(TASK DATA begins)

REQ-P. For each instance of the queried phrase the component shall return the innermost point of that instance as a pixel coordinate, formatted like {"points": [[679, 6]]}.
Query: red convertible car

(TASK DATA ends)
(TASK DATA begins)

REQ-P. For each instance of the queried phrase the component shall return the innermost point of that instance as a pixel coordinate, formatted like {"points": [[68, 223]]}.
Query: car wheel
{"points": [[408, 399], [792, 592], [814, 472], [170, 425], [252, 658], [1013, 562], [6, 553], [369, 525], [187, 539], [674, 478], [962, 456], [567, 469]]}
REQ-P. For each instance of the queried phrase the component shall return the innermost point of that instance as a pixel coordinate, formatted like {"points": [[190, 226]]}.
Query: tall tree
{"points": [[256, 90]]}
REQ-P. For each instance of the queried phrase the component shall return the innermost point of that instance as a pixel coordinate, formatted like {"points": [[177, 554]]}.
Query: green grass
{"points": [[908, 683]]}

(TASK DATA ends)
(TASK DATA begins)

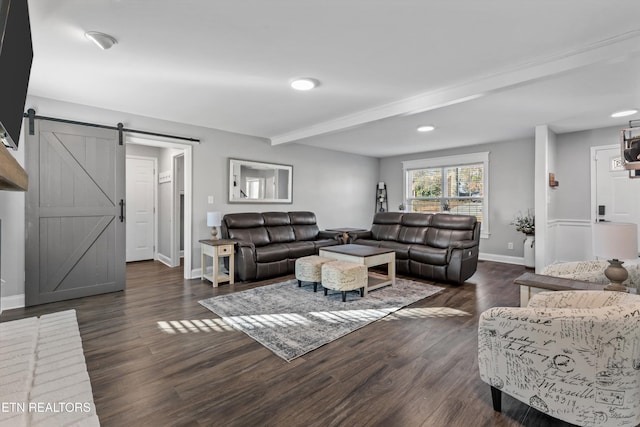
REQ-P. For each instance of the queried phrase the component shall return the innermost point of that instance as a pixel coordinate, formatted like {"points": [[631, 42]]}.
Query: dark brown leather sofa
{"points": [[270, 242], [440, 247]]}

(TASK DATA ends)

» **BRIEF**:
Check each line above for the string "coordinate", then copy the ones that have it.

» **SOLUTION TO THIS TASK**:
REQ-P. For each instance of the queried phrase the component shall return the innermost point of that instance as a pixel coordinate, formatted like {"points": [[679, 6]]}.
REQ-P. For each instance of the queried phrase the component shall return the innermost point of that instance as a pixel coordinate, formatted like {"points": [[68, 223]]}.
REQ-P. For each instance of the queried phrase the component shall return the innermost point of that instance as a pixel coordinate, formatted like {"points": [[190, 226]]}.
REQ-P. For each instance of the queried phrase the component shall return the innermost point of that instance as a pixel coordinate, formatted like {"points": [[177, 554]]}.
REQ-P. For each instance of the queried phrase the component shall return the innermost point of that instance as a pixel coordinate, formatted like {"points": [[631, 42]]}.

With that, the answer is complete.